§ **REQUIRED ACTION**:
Give the data again in full, without pictures.

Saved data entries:
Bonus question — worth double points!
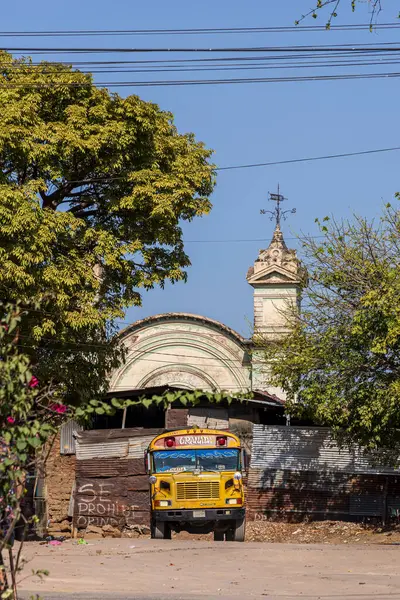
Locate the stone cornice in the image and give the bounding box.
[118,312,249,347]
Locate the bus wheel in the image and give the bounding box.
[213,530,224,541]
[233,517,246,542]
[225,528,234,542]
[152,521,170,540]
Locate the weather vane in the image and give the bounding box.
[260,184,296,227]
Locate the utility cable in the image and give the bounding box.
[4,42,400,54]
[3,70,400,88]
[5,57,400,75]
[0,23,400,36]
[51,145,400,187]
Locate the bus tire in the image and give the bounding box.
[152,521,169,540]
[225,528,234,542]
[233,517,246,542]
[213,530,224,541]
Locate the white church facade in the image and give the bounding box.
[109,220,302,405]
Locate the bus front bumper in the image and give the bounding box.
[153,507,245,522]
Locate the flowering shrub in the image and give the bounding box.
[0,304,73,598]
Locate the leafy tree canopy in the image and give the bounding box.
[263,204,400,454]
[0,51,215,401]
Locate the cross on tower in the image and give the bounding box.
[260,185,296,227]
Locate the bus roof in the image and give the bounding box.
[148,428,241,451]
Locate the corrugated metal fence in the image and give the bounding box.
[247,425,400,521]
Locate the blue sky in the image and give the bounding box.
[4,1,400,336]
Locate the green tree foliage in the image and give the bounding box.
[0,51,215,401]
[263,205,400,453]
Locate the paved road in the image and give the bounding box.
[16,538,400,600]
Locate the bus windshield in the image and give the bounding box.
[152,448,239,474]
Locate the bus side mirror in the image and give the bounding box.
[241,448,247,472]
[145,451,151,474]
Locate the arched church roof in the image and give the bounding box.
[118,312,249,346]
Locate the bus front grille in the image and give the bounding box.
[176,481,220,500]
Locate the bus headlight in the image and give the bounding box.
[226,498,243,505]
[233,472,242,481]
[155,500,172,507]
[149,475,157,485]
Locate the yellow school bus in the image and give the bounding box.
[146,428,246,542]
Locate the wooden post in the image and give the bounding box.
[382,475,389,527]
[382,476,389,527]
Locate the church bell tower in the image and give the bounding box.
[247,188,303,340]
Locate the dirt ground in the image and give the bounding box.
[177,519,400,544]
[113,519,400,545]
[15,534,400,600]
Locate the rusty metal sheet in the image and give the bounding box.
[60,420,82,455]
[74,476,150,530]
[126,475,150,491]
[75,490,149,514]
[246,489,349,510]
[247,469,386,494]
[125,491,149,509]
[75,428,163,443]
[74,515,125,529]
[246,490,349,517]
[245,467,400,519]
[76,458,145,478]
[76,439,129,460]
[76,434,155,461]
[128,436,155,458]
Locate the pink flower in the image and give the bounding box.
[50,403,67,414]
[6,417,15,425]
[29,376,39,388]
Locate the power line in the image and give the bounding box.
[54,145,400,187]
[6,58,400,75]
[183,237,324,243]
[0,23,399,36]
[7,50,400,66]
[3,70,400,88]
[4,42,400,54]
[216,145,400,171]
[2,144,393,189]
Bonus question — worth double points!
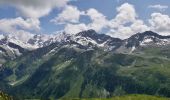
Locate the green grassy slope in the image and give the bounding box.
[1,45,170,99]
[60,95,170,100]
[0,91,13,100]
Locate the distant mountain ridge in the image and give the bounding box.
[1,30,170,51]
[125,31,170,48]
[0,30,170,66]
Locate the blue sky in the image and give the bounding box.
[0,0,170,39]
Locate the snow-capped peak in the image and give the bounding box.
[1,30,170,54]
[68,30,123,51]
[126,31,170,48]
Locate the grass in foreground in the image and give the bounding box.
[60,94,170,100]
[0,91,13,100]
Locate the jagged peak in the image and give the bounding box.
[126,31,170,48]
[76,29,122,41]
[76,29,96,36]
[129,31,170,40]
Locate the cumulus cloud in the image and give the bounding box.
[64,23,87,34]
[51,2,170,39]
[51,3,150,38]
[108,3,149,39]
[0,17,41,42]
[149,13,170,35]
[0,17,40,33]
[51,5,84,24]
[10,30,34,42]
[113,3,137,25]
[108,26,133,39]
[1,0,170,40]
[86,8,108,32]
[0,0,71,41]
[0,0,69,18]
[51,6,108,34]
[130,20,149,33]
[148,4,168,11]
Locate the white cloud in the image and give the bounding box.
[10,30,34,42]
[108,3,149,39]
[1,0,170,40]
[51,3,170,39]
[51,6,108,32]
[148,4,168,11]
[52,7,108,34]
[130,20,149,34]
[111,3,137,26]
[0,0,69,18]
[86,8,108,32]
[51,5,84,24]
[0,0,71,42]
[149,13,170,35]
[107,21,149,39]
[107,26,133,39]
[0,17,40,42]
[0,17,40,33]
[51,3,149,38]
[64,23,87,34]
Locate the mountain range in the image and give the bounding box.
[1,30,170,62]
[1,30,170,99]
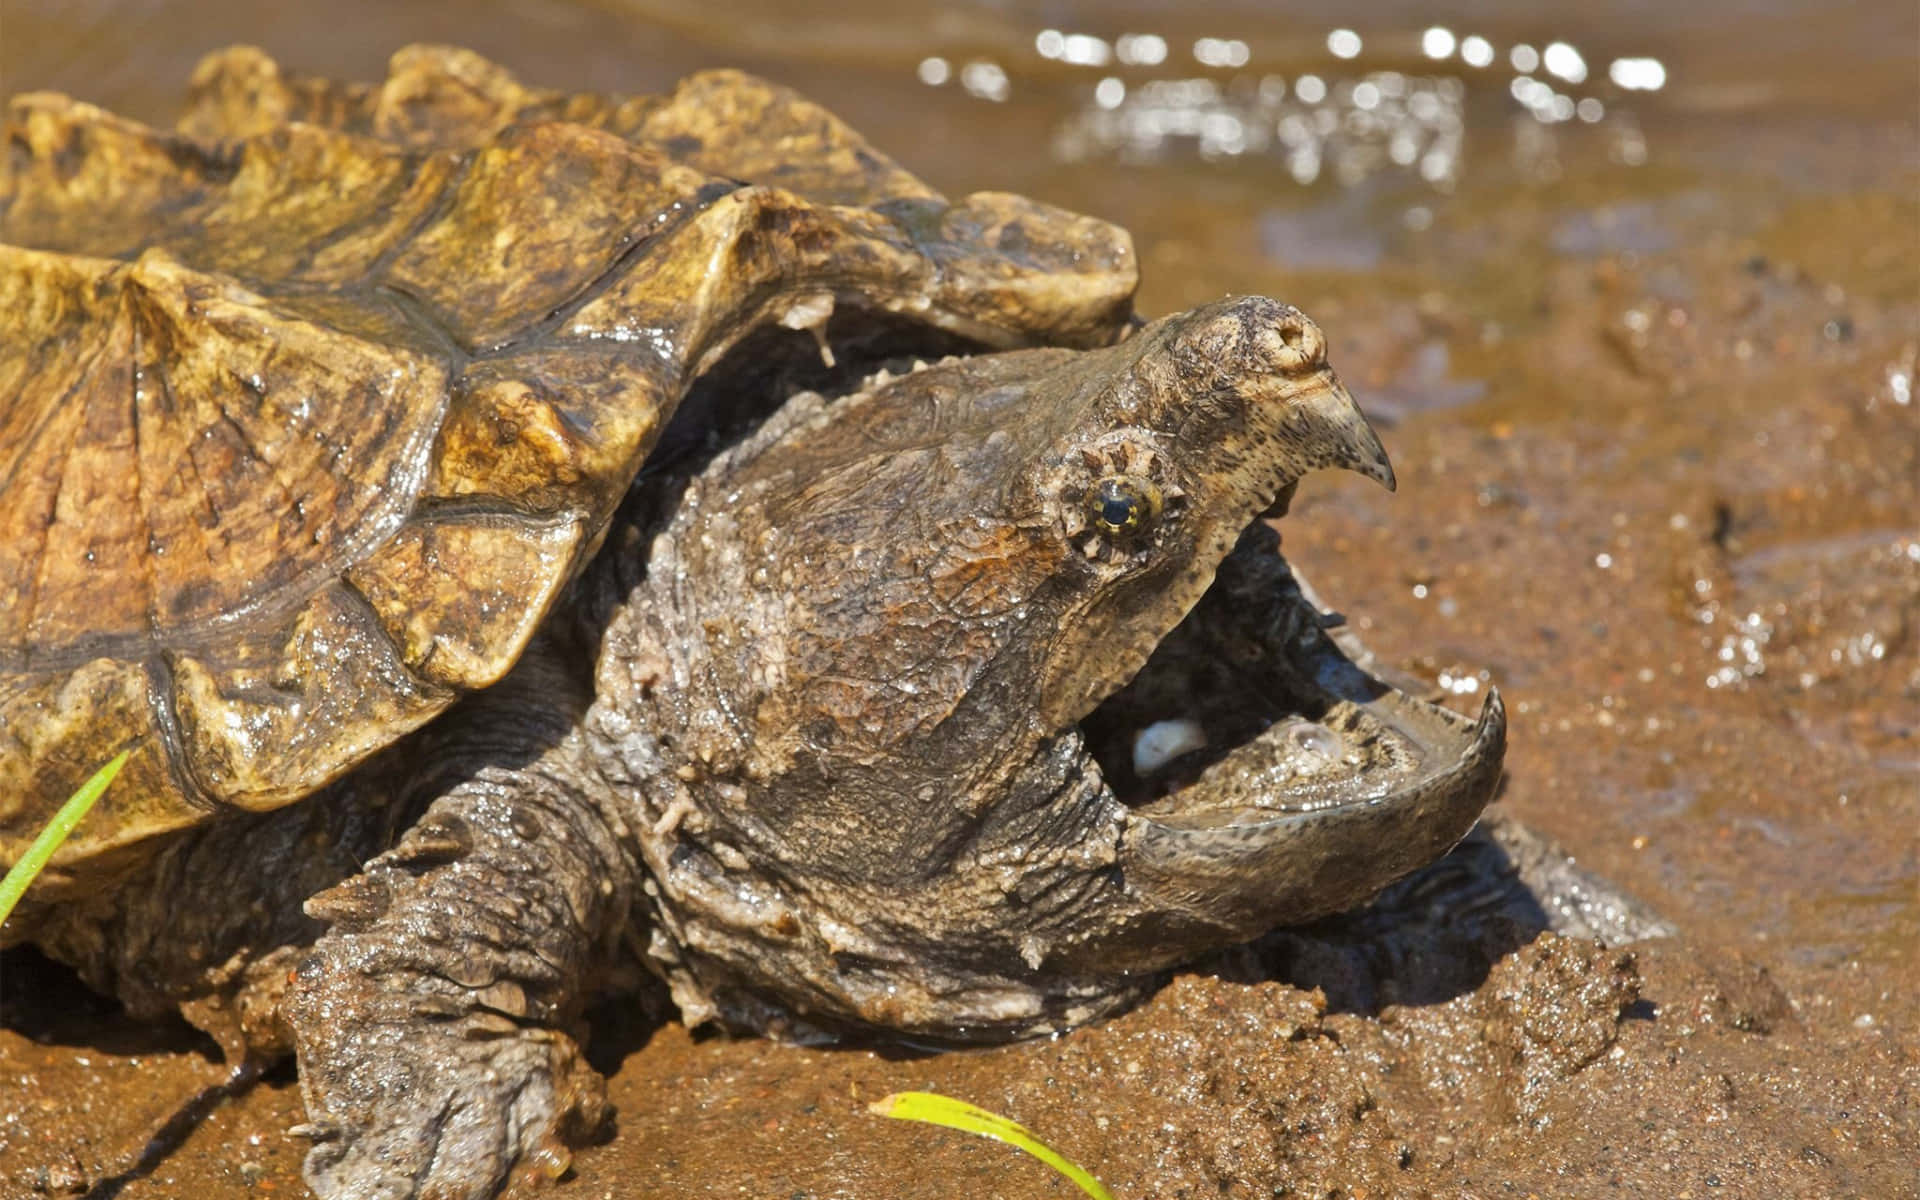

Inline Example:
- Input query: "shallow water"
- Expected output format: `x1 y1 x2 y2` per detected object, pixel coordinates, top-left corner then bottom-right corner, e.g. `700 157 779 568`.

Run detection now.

§ **TASK OUTPUT**:
Bonus question — worth double points!
Locate the stone cornice in the image and give the bounding box.
[118,312,249,347]
Locate the bus wheel in the image and give the bounding box.
[213,530,224,541]
[233,517,246,542]
[225,528,234,542]
[152,521,170,540]
Locate the weather vane in the image and give the bounding box.
[260,184,296,227]
Locate the utility cable in the image and give the bounding box.
[4,42,400,54]
[3,70,400,88]
[5,57,400,75]
[0,23,400,36]
[51,145,400,187]
Locate the bus tire in the image and give the bounding box.
[152,521,169,540]
[225,528,234,542]
[233,517,246,542]
[213,530,224,541]
Locate the white church facade in the image and give the bounding box.
[109,220,302,405]
Locate the bus front bumper in the image and give the bounding box.
[153,507,245,522]
Locate the flowering shrub in the image and give the bounding box.
[0,304,73,598]
Locate the leafy tree canopy in the image and give the bounding box.
[263,204,400,454]
[0,51,215,401]
Locate the cross on tower in the image and give the bounding box.
[260,185,296,227]
Locate the bus roof in the image and give the bounding box.
[148,428,241,451]
Locate the corrugated metal fence in the image and give the bounding box.
[247,425,400,521]
Locate the blue sky in the image and give the bounding box.
[4,1,400,336]
Locate the green tree foliage in the image and give the bounding box.
[0,51,215,401]
[263,205,400,453]
Locate the paved road in the image and give the bounding box.
[16,538,400,600]
Locate the bus windshield in the image and give the bounding box.
[152,448,239,474]
Locate the bus side mirror in the image and give the bounding box.
[241,448,247,472]
[145,451,151,474]
Locate the arched church roof in the image and give the bounding box.
[118,312,249,346]
Locate the bus front grille in the image and give the bounding box.
[176,481,220,500]
Locate the bus headlight in the image and give the bounding box.
[226,498,243,505]
[233,472,242,481]
[155,500,172,507]
[149,475,157,485]
Locate the yellow school bus in the image and give the bounding box.
[146,428,246,542]
Locate the wooden post in the image and give the bounding box.
[382,475,389,527]
[382,476,389,527]
Locate the church bell tower in the image and give the bounding box.
[247,188,303,340]
Locate the dirt ground in the image and give the bounding box.
[177,519,400,544]
[113,519,400,545]
[15,534,400,600]
Locate the rusty metal sheet in the image and give the bounding box.
[60,420,82,455]
[74,476,150,530]
[126,475,150,491]
[75,490,149,514]
[246,489,349,510]
[247,469,386,494]
[125,491,149,509]
[75,428,163,443]
[74,515,125,529]
[246,490,349,517]
[245,467,400,519]
[76,458,145,478]
[76,439,129,460]
[76,434,155,461]
[128,436,155,458]
Locate the pink flower in the image and give the bounding box.
[50,403,67,414]
[6,417,15,425]
[29,376,39,388]
Locate the power line in the image and give the bounding box.
[54,145,400,187]
[6,58,400,75]
[183,237,324,243]
[0,23,399,36]
[7,50,400,66]
[3,70,400,88]
[4,42,400,54]
[216,145,400,171]
[2,144,393,189]
Bonus question — worth double points!
Locate the green grassy slope in the image and give the bounding box.
[1,45,170,99]
[60,95,170,100]
[0,91,13,100]
Locate the distant mountain ridge in the image and give the bounding box.
[1,30,170,51]
[125,31,170,48]
[0,30,170,66]
Locate the blue sky in the image and give the bounding box.
[0,0,170,39]
Locate the snow-capped peak in the image and give the bounding box.
[1,30,170,54]
[68,30,123,51]
[126,31,170,48]
Locate the grass in foreground in the image and give the bounding box.
[60,94,170,100]
[0,91,13,100]
Locate the jagged peak in the image and give the bounding box.
[126,31,170,48]
[76,29,122,41]
[76,29,96,36]
[129,31,170,40]
Locate the cumulus cloud in the image and give the bounding box.
[64,23,87,34]
[51,2,170,39]
[51,3,150,38]
[108,3,149,39]
[0,17,41,42]
[149,13,170,35]
[0,17,40,33]
[51,5,84,24]
[10,30,34,42]
[113,3,137,25]
[108,26,133,39]
[1,0,170,40]
[86,8,108,32]
[0,0,71,41]
[0,0,69,18]
[51,6,108,34]
[130,20,149,33]
[148,4,168,11]
Locate the white cloud in the image and give the bounding box.
[10,30,34,42]
[108,3,149,39]
[1,0,170,40]
[51,3,170,39]
[51,6,108,32]
[148,4,168,11]
[52,7,108,34]
[130,20,149,34]
[111,3,137,26]
[0,0,69,18]
[86,8,108,32]
[51,5,84,24]
[0,0,71,42]
[149,13,170,35]
[107,21,149,39]
[107,26,133,39]
[0,17,40,42]
[0,17,40,33]
[51,3,149,38]
[64,23,87,34]
Locate the mountain range in the image and give the bounding box.
[1,30,170,62]
[1,30,170,99]

Inline Example:
- Input query: "shallow water"
- Expected output format: `x1 y1 x2 y2` per detected object, pixel coordinates, top-left corner then bottom-right corner, e.g. `700 157 779 568`.

Run detection now.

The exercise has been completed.